[[ EXTRACTED DATA open ]]

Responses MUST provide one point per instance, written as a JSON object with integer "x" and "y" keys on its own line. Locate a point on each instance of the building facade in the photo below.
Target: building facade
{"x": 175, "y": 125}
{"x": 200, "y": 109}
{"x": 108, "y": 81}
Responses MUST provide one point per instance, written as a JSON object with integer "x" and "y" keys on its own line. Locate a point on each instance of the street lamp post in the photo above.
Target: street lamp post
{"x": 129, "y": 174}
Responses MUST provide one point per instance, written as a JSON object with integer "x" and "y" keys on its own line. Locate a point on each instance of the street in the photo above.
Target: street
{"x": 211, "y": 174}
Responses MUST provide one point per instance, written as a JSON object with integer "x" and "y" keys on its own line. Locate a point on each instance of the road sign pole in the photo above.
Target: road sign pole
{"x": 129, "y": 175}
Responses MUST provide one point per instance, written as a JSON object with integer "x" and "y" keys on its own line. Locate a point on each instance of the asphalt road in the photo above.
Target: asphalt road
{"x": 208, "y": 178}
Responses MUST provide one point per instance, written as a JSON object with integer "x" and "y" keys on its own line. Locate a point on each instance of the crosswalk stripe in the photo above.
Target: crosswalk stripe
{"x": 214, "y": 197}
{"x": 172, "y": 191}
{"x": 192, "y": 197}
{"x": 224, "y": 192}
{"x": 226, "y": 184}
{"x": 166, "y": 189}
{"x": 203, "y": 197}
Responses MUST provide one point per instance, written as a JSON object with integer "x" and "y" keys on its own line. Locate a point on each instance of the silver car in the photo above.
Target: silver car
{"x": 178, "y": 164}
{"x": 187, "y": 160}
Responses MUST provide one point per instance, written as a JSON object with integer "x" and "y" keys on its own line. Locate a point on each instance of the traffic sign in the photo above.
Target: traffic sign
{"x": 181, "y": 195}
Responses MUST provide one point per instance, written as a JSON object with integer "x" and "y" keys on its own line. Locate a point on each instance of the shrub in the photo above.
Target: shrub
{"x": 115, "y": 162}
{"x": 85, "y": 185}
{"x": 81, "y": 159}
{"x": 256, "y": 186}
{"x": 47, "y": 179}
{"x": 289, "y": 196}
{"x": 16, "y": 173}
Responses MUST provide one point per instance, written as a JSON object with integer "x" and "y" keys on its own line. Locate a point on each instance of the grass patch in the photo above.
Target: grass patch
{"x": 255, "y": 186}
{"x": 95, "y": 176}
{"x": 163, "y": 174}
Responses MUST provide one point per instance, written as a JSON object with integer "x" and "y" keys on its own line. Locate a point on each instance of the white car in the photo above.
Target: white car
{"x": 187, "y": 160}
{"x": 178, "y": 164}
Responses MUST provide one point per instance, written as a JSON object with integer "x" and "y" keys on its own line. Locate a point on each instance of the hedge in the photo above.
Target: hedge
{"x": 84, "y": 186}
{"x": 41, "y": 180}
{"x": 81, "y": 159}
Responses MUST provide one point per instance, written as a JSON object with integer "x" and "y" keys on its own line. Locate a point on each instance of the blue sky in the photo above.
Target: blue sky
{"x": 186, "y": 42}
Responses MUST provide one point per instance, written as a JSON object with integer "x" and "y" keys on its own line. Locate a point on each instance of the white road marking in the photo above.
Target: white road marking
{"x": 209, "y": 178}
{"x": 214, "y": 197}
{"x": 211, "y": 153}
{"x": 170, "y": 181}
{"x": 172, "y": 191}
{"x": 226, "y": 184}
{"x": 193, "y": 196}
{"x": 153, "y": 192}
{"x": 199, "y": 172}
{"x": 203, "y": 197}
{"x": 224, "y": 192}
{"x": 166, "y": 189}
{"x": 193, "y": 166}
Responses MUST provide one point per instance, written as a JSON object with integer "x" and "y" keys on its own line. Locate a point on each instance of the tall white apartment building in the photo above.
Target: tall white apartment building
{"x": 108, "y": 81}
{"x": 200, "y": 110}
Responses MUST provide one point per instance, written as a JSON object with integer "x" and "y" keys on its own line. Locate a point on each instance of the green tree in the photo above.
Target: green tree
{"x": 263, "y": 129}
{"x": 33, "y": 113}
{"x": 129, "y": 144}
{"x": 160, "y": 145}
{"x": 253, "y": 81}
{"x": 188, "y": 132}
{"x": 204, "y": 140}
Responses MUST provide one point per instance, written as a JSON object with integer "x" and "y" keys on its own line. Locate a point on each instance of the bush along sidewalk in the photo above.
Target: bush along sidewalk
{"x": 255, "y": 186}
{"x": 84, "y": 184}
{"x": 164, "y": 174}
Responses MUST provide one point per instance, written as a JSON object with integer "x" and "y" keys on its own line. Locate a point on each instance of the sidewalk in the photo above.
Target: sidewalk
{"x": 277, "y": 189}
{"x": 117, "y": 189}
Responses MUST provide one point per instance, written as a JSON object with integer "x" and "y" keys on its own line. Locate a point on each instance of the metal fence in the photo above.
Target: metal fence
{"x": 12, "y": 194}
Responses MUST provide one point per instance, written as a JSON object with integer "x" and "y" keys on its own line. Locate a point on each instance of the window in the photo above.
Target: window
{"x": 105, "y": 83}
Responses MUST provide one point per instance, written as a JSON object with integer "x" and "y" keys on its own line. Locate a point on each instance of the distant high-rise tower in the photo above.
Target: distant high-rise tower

[[ EXTRACTED DATA closed ]]

- ASSIGNED TASK
Every record above belongs in the answer, reproduced exactly.

- SOLVED EXERCISE
Responses MUST provide one point per instance, written as a JSON object with integer "x" and "y" keys on its own line. Locate a point on each instance of the building facade in the photo below.
Target: building facade
{"x": 175, "y": 125}
{"x": 200, "y": 109}
{"x": 108, "y": 81}
Responses MUST provide one point per instance, written as a JSON object with integer "x" and "y" keys on its own line. Locate a point on each instance of the street lamp post in the photo above.
Target: street lamp post
{"x": 129, "y": 174}
Responses MUST provide one point per instance, written as a JSON object with integer "x" and "y" keys on its own line. Locate a point on each instance of the street in the photo above.
Target: street
{"x": 211, "y": 174}
Responses MUST provide one point per instance, written as a JSON object with integer "x" and "y" keys on its own line. Locate a point on each instance of the road sign pole in the photo above.
Target: road sign pole
{"x": 129, "y": 175}
Responses MUST provide one point per instance, written as a JSON object with integer "x" and "y" keys on its own line. Locate a point on each instance of the asphalt road in the photo above.
Target: asphalt road
{"x": 208, "y": 178}
Responses MUST provide one point per instance, written as a JSON object with integer "x" and "y" keys on its own line. Locate a point on each instance of the crosswalk stripe in the photo above.
Target: crosswalk stripe
{"x": 214, "y": 197}
{"x": 172, "y": 191}
{"x": 192, "y": 197}
{"x": 224, "y": 192}
{"x": 226, "y": 184}
{"x": 166, "y": 189}
{"x": 203, "y": 197}
Responses MUST provide one point per instance, written as a JSON object with integer "x" and "y" keys on its own line. Locate a point on each instance of the silver car in the photo above.
Target: silver car
{"x": 178, "y": 164}
{"x": 187, "y": 160}
Responses MUST provide one point per instance, written as a JSON object with integer "x" and "y" keys on its own line. Locate a point on each instance of the traffic sign in the photo above.
Target: traffic sign
{"x": 181, "y": 195}
Responses MUST provide one point per instance, written as a JSON object with integer "x" and "y" keys on its own line. Locate a point on each instance of the shrub in the photo above.
Target: shrub
{"x": 115, "y": 162}
{"x": 85, "y": 185}
{"x": 81, "y": 159}
{"x": 256, "y": 186}
{"x": 47, "y": 179}
{"x": 289, "y": 196}
{"x": 16, "y": 173}
Responses MUST provide one point per instance, written as a JSON object with integer "x" and "y" keys on its own line. Locate a point on each instance of the grass patch in the photo above.
Target: grass patch
{"x": 255, "y": 186}
{"x": 95, "y": 176}
{"x": 163, "y": 174}
Responses MUST provide one point per instance, written as a JSON object with integer "x" and "y" keys on its own line. Locate a point on each instance of the white car in the photo above.
Target: white car
{"x": 187, "y": 160}
{"x": 178, "y": 164}
Responses MUST provide one point per instance, written as a JSON object with integer "x" and "y" keys on its own line. Locate a point on each instance of the hedge in the photo above.
Target: hedge
{"x": 84, "y": 186}
{"x": 41, "y": 180}
{"x": 81, "y": 159}
Responses MUST provide one point per instance, written as a JSON object with integer "x" and "y" keys on its own line. Locate a point on each instance of the blue sky in the photo above.
Target: blue sky
{"x": 186, "y": 42}
Responses MUST provide one point per instance, written as a JSON object with integer "x" and "y" keys on its own line. Locate a point on each instance of the white road marking in the photo above.
Target: white road marking
{"x": 209, "y": 178}
{"x": 214, "y": 197}
{"x": 211, "y": 153}
{"x": 170, "y": 181}
{"x": 172, "y": 191}
{"x": 226, "y": 184}
{"x": 193, "y": 196}
{"x": 153, "y": 192}
{"x": 199, "y": 172}
{"x": 203, "y": 197}
{"x": 224, "y": 192}
{"x": 166, "y": 189}
{"x": 193, "y": 166}
Responses MUST provide one point per instance, written as a JSON object with integer "x" and "y" keys on its own line. Locate a point on each instance of the tall white apartment building in the photo above.
Target: tall white apartment building
{"x": 108, "y": 81}
{"x": 200, "y": 110}
Responses MUST provide one point per instance, written as a JSON object with integer "x" and "y" keys on its own line. Locate a point on each instance of the green tree in the photo above.
Target: green tree
{"x": 263, "y": 129}
{"x": 33, "y": 113}
{"x": 129, "y": 144}
{"x": 160, "y": 145}
{"x": 253, "y": 81}
{"x": 188, "y": 132}
{"x": 204, "y": 140}
Responses MUST provide one point per instance, written as a JSON object with integer "x" and "y" keys on its own line. Locate a point on each instance of the bush along sidewalk in the photo above.
Target: bush along sidewalk
{"x": 255, "y": 186}
{"x": 84, "y": 184}
{"x": 164, "y": 174}
Responses MUST provide one point per instance, written as a JSON object with integer "x" and "y" keys on its own line. Locate a point on each instance of the sidewalk in the photo above.
Target: sidewalk
{"x": 277, "y": 189}
{"x": 117, "y": 189}
Responses MUST provide one point per instance, written as a JSON object with integer "x" and "y" keys on its own line. Locate a point on each instance of the metal fence in the photo above.
Target: metal fence
{"x": 12, "y": 194}
Responses MUST provide one point per instance, written as a JSON object with integer "x" and "y" keys on its own line. Locate a point on each instance of the window in the photo above.
Target: window
{"x": 105, "y": 83}
Responses MUST provide one point per instance, written as a JSON object with integer "x" and "y" keys on its own line. Locate a point on each instance of the distant high-rise tower in the photo above.
Target: distant high-rise tower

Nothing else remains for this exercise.